● QUOTED TEXT
○ ○ ○ ○ ○

FINANCING ACTIVITIES

During the first six months of 2003, our financing activities used
$2,286,000 of cash. During the first six months of 2003, we made payments on our
amortizing term notes totaling $4,529,000, and we increased the net borrowings
under our revolving line of credit by $2,677,000.

LIQUIDITY

We finance our operations with cash from operating activities and a
variety of financing arrangements, including term loans and loans under our
revolving line of credit. Our ability to borrow under our revolving line of
credit is subject to certain availability formulas based on the levels of our
accounts receivable and inventories. Our revolving line of credit is currently
scheduled to expire on September 15, 2003. At August 12, 2003 the aggregate
principal amount outstanding under our revolving line of credit was $15,829,000.
We are currently working with our primary secured lenders on the documents for a
new secured credit facility, which include an extension of our revolving line of
credit until 2006. We can give no assurance, however, that we will be able to
refinance the revolving line of credit on favorable terms, or at all. At June
30, 2003, availability under our revolving line of credit totaled $1,938,000
before outstanding checks of $1,631,000 were deducted.

○ ○ ○ ○ ○

(Dataset items)
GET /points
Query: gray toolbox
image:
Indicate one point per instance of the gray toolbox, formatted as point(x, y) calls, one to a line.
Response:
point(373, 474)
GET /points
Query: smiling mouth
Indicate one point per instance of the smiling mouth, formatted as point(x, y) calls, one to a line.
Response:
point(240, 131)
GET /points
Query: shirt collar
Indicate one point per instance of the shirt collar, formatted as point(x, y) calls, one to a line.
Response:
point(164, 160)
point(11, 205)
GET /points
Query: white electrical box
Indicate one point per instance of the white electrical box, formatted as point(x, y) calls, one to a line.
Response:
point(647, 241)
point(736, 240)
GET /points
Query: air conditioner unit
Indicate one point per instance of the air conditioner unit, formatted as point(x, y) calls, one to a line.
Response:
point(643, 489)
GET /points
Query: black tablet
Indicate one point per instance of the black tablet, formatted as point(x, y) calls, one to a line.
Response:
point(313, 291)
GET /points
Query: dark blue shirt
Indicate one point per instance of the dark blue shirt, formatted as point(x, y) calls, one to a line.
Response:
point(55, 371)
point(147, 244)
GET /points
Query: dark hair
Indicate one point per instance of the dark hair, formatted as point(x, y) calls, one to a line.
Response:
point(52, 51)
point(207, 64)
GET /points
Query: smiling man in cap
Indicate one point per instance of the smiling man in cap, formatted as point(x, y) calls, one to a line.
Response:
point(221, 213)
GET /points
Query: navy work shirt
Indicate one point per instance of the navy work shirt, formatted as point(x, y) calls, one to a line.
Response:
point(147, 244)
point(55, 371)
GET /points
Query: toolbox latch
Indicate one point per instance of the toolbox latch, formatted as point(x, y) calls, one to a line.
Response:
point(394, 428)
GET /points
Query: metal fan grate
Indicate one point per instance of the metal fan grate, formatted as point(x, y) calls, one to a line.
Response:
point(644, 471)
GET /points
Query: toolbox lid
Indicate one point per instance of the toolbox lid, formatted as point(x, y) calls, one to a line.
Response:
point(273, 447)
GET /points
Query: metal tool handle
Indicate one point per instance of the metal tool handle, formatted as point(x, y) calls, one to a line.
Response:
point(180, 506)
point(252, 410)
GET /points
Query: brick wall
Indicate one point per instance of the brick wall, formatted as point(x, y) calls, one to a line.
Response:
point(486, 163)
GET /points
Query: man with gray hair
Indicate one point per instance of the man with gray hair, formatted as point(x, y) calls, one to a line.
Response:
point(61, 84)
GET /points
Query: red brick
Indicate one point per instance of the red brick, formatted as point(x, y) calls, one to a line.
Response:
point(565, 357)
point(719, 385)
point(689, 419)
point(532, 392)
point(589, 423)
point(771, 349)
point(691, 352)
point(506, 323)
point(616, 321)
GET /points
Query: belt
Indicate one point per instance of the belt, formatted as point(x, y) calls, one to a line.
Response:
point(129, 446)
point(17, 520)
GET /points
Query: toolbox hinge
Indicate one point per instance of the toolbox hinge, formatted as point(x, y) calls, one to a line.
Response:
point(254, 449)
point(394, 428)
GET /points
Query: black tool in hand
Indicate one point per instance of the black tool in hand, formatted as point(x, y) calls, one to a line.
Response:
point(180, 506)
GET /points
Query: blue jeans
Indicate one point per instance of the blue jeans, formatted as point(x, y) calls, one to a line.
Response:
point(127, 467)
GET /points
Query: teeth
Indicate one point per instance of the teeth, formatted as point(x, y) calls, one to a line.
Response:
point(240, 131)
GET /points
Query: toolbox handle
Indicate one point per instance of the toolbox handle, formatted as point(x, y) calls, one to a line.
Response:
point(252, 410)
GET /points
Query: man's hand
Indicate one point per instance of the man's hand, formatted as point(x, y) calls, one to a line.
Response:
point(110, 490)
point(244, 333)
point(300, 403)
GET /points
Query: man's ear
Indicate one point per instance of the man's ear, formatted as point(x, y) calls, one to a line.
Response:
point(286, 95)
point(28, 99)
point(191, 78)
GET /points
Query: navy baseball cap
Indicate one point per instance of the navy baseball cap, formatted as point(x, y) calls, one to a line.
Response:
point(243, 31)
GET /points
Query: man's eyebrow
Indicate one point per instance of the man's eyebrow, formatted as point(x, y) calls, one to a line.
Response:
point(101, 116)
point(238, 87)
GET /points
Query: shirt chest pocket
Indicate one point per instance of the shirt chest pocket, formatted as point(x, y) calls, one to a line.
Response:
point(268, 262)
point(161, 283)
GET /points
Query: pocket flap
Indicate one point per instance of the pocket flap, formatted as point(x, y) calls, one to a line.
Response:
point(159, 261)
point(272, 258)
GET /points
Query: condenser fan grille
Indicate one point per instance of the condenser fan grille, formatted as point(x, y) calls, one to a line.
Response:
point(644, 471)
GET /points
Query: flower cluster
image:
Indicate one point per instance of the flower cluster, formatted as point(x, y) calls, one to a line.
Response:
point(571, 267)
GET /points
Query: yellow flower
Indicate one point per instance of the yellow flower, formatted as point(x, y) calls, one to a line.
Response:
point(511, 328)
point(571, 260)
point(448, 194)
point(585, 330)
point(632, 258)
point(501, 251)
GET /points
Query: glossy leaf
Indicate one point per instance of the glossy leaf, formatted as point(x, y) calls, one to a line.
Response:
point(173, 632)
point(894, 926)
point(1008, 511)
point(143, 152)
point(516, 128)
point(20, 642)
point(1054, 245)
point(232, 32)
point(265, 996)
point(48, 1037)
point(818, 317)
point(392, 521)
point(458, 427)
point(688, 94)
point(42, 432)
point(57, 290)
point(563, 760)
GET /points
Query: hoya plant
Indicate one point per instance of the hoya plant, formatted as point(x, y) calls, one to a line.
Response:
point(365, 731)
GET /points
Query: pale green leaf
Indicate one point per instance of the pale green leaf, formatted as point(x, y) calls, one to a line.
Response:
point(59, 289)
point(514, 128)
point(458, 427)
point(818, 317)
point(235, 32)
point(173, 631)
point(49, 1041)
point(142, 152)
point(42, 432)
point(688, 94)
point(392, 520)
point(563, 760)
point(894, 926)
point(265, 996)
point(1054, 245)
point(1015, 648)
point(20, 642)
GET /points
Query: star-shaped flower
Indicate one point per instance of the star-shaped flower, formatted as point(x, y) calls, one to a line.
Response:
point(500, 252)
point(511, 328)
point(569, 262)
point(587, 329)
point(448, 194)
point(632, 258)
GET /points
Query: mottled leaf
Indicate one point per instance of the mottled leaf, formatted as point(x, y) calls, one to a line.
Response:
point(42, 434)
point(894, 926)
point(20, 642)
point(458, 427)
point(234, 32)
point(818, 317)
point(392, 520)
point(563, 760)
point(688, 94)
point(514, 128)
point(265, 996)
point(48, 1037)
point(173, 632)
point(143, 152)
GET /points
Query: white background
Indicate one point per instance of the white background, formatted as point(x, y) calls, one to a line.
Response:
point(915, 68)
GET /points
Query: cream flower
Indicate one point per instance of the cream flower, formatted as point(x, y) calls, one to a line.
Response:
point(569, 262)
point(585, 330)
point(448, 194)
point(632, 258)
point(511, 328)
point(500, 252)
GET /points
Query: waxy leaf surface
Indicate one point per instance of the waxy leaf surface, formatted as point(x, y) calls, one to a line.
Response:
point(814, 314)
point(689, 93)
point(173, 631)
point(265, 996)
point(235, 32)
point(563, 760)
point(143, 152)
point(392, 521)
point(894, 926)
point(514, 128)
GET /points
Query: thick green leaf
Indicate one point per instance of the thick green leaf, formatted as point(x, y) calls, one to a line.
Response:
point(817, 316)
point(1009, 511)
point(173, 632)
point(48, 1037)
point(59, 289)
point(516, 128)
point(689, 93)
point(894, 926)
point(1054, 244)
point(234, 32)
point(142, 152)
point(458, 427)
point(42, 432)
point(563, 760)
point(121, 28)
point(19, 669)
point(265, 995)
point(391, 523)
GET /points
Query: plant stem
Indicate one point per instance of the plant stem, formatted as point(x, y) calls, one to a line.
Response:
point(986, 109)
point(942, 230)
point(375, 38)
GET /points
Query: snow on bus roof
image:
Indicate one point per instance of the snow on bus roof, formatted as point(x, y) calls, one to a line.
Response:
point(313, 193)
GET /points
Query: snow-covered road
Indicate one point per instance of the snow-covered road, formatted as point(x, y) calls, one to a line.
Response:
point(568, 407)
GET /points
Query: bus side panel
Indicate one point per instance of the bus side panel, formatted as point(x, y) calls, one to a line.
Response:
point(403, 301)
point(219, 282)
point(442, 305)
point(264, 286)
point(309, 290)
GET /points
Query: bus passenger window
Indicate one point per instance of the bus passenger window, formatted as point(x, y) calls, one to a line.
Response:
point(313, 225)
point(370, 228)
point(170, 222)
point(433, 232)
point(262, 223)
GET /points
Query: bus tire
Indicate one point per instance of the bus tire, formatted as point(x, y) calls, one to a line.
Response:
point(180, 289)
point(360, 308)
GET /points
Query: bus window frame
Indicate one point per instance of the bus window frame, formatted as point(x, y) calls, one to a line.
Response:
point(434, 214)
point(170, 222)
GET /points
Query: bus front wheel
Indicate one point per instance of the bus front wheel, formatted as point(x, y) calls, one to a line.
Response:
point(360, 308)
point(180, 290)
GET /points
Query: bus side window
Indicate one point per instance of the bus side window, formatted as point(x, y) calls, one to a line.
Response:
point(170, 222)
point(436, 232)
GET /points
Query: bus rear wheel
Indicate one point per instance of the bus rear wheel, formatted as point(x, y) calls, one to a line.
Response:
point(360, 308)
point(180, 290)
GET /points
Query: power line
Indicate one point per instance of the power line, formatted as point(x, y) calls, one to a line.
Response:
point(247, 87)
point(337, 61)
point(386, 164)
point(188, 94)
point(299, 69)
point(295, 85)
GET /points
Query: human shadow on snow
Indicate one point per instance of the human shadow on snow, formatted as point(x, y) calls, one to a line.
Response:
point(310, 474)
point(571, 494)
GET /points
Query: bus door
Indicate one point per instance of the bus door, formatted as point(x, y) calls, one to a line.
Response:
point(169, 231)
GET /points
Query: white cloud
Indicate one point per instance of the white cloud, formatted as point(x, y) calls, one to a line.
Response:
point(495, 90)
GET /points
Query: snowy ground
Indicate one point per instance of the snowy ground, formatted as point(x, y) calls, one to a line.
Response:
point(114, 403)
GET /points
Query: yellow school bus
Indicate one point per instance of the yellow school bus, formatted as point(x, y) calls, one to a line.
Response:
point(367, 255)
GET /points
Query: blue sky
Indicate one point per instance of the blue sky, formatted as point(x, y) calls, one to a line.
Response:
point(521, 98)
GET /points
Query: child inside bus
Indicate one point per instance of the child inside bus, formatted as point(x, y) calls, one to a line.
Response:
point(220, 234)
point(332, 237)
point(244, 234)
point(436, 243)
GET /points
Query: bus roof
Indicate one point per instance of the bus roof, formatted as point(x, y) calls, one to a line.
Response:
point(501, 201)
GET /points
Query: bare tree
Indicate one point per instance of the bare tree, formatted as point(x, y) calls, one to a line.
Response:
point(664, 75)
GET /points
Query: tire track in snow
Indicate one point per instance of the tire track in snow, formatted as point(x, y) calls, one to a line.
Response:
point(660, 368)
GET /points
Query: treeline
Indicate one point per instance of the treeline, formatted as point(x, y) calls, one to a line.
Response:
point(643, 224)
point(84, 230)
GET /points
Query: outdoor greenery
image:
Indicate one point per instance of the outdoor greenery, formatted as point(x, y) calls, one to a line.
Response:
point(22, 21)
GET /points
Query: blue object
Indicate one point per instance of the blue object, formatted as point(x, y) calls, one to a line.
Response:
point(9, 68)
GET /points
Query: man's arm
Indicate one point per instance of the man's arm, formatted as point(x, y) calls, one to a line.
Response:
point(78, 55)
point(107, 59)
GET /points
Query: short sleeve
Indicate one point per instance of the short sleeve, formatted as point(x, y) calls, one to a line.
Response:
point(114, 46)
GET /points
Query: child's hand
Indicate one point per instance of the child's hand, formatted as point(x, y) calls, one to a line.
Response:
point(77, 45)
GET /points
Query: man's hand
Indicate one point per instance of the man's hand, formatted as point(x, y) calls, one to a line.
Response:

○ ○ ○ ○ ○

● TO-DO LIST
#1 Answer these questions about the financing text:
(a) How much cash did financing activities use during the first six months of 2003?
(b) On what date is the revolving line of credit currently scheduled to expire?
(c) At June 30, 2003, what was availability under the revolving line of credit before outstanding checks were deducted?
#2 Print the financing text between "During the first six months of 2003, our" and "credit by $2,677,000.", inclusive.

● THE ANSWERS
#1
(a) $2,286,000
(b) September 15, 2003
(c) $1,938,000

#2
During the first six months of 2003, our financing activities used
$2,286,000 of cash. During the first six months of 2003, we made payments on our
amortizing term notes totaling $4,529,000, and we increased the net borrowings
under our revolving line of credit by $2,677,000.